Items listed in a dataset:
# # # # #
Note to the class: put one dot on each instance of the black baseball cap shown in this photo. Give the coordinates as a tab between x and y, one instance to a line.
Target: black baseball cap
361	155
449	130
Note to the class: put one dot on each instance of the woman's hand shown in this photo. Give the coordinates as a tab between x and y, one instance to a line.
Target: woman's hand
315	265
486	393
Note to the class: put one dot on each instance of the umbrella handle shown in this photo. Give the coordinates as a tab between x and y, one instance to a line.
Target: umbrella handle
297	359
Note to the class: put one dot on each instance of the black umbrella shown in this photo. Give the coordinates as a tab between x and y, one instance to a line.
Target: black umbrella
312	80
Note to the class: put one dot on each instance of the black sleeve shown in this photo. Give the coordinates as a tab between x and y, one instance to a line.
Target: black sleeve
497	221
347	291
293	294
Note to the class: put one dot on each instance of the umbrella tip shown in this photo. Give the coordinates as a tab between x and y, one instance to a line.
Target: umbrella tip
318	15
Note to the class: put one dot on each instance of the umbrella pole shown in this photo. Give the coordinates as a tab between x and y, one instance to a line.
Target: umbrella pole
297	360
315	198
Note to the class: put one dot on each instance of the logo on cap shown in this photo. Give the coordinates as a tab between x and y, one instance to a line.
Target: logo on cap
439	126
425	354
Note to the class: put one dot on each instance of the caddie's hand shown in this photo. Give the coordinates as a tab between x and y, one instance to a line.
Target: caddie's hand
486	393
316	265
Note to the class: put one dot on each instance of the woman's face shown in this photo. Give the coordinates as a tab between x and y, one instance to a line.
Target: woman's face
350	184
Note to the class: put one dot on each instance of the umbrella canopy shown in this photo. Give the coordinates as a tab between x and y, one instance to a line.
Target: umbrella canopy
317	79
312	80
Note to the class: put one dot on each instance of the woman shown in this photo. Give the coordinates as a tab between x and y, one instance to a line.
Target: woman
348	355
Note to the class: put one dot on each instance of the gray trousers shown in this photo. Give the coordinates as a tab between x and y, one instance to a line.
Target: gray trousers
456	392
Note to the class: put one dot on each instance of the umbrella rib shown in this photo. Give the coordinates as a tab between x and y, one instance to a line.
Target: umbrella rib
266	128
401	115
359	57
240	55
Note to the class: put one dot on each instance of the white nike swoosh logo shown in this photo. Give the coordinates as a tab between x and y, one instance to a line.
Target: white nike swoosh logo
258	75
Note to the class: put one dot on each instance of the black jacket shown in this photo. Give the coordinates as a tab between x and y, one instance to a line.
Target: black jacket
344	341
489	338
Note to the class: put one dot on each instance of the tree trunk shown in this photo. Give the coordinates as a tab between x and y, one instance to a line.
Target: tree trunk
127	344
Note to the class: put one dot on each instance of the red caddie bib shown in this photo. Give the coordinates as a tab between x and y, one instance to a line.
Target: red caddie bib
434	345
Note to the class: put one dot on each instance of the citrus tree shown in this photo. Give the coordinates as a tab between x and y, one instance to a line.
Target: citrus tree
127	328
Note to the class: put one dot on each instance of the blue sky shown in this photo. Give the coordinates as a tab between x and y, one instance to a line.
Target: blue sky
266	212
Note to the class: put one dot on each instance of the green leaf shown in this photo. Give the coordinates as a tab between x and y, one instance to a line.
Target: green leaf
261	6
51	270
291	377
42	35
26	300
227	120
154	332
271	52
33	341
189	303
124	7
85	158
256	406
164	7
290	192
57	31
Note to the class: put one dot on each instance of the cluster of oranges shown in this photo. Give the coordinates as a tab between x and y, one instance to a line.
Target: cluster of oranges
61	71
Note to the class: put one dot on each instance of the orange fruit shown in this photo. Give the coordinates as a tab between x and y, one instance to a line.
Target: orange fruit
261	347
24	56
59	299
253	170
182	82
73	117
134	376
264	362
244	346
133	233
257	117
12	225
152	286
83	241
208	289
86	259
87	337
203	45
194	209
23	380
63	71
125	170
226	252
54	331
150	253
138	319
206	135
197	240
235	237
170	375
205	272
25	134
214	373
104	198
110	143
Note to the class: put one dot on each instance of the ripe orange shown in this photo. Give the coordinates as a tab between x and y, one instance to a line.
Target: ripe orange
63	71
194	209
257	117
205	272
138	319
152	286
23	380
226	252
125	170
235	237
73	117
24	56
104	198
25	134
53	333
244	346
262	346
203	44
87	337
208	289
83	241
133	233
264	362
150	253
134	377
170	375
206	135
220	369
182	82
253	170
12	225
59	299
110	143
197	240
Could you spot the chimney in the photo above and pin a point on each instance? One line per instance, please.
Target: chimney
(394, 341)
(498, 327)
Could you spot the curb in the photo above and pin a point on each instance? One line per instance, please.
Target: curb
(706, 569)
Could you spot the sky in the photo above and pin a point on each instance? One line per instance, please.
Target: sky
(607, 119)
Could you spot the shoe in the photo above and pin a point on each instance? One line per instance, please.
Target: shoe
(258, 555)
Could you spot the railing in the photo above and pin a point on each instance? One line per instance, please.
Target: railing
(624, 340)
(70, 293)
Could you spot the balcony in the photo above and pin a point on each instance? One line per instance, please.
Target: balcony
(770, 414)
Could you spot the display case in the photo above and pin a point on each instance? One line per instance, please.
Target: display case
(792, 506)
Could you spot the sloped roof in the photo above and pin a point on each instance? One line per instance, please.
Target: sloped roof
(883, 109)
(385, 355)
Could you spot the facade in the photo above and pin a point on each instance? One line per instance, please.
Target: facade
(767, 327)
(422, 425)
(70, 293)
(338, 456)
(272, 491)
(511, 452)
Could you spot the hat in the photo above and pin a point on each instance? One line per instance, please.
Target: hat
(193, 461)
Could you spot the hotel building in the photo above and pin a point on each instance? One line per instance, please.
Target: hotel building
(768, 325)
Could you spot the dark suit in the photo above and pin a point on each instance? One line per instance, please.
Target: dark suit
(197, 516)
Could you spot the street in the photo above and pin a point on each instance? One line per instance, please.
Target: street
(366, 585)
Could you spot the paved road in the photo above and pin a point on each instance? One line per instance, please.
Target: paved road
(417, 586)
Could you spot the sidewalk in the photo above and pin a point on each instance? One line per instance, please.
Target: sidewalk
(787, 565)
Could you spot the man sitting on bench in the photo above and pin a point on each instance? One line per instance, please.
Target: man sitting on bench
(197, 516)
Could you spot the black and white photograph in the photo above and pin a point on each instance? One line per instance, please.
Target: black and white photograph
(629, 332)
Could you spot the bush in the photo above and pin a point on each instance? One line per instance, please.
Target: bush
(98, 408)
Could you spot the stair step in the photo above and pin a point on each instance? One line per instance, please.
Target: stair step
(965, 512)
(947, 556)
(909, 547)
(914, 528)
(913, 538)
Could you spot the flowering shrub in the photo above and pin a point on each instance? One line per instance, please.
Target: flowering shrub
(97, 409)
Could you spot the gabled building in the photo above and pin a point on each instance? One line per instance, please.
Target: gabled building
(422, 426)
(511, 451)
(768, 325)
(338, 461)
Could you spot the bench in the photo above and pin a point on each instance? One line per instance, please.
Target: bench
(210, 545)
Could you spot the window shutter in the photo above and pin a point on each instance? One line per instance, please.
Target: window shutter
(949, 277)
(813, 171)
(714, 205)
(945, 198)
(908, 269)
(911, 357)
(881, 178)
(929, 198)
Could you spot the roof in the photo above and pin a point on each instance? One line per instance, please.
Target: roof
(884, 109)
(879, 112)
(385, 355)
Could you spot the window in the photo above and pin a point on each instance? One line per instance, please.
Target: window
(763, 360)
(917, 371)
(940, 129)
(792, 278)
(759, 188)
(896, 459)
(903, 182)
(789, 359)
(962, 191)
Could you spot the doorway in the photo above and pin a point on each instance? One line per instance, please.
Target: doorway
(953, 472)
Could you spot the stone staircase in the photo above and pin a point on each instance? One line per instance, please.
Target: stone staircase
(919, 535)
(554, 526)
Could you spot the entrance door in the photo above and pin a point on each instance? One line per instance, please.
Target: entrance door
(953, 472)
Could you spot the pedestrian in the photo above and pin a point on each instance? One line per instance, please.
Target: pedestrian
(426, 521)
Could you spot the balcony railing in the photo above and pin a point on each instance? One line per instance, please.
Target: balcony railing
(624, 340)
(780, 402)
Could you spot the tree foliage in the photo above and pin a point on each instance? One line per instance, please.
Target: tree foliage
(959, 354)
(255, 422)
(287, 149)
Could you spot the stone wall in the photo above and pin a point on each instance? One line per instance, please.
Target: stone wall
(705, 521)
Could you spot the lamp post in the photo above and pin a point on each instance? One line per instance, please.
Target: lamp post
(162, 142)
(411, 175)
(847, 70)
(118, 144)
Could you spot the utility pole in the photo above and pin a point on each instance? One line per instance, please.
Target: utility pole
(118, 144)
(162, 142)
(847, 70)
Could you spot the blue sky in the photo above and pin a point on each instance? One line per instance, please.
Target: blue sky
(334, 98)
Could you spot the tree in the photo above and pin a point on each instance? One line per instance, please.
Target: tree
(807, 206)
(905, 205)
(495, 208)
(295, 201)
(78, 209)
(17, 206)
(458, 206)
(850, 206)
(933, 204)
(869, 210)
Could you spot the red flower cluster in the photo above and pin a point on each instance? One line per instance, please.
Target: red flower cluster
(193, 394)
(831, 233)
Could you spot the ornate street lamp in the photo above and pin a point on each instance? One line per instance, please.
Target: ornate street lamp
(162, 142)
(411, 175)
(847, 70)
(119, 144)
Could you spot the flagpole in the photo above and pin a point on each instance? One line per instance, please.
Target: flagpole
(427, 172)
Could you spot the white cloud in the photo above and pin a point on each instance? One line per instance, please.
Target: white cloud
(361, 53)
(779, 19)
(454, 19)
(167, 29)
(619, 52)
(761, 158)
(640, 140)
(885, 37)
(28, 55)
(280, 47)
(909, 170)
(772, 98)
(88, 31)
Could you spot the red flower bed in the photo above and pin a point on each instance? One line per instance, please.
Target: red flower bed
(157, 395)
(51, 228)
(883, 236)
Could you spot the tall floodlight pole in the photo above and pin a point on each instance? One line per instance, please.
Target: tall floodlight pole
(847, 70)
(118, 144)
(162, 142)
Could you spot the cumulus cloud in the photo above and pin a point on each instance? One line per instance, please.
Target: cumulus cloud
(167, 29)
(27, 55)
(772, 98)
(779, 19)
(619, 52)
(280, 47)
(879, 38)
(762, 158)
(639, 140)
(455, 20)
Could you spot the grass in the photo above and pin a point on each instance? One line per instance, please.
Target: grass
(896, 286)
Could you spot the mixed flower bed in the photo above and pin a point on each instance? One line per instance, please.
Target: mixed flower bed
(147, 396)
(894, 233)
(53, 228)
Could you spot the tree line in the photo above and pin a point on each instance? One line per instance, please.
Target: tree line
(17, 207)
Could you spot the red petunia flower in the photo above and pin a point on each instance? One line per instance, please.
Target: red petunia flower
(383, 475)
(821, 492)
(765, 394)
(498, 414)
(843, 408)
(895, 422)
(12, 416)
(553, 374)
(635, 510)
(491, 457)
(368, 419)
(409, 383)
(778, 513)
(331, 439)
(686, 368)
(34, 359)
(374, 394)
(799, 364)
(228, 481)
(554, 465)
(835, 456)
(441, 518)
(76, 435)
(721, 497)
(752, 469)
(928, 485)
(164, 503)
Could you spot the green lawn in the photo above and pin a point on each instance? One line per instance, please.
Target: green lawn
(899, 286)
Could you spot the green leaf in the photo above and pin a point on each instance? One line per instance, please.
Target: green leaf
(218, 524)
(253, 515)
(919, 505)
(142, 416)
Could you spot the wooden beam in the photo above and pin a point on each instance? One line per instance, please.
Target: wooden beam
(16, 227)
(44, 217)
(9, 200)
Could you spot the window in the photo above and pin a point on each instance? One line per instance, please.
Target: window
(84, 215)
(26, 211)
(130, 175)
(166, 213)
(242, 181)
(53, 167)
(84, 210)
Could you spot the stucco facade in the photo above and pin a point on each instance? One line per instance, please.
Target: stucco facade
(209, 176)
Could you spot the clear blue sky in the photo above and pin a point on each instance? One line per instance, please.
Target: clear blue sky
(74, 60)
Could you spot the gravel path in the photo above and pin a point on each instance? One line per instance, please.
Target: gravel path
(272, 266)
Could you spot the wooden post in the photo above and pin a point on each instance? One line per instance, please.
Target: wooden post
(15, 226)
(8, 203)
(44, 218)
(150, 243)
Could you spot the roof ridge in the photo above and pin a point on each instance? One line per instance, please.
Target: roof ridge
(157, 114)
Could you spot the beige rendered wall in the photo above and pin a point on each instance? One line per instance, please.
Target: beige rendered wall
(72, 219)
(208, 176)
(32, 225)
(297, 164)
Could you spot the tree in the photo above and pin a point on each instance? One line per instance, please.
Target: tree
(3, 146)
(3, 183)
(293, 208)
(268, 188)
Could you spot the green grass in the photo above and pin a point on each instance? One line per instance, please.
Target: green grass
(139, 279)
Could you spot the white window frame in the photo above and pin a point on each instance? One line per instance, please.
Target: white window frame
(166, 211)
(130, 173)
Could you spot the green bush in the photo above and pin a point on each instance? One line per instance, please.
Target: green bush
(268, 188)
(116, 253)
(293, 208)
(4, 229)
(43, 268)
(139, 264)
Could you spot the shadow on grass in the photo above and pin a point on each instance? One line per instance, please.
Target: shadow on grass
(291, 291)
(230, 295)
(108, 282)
# # # # #
A verbatim transcription is needed of the lines above, starting at the line with "Target: black umbrella" and ending at the line with "the woman shown", both included, and of nothing else.

**Result:**
Target: black umbrella
312	80
Note to the class: put one dot on each instance of the black sleeve shown in this photo. Give the coordinates as a tab between x and y, one instance to a line.
Target: black sleeve
497	221
347	291
293	294
Note to the class: put one dot on each instance of the umbrella tip shown in this photo. Give the coordinates as a tab between x and y, one instance to a line.
Target: umbrella tip
318	15
Note to the class: put one dot on each instance of the umbrella pole shown in this photo. Give the coordinates as a tab between x and y, one instance to a line.
Target: umbrella pole
297	360
315	198
Note to the class: put one dot on each instance of the logo on cap shown in this photo. Give the coordinates as a tab between x and y, one instance to a line.
Target: logo on cap
439	126
425	354
Note to the class: put one dot on each instance of the caddie's hand shown in this photo. Give the coordinates as a tab between x and y, one instance to a line.
Target: caddie's hand
486	393
316	265
Note to the class: put one dot on each instance of the woman's face shown in this photo. Give the coordinates as a tab between x and y, one instance to a line.
Target: woman's face
350	184
Note to the class: put one dot on each instance of the umbrella canopy shown in this photo. Give the coordinates as a tab between x and y, one instance to a line.
Target: umbrella canopy
317	79
312	80
Note to the class: put one dot on each instance of the woman shown in this photo. Give the coordinates as a tab between x and y, one instance to a line.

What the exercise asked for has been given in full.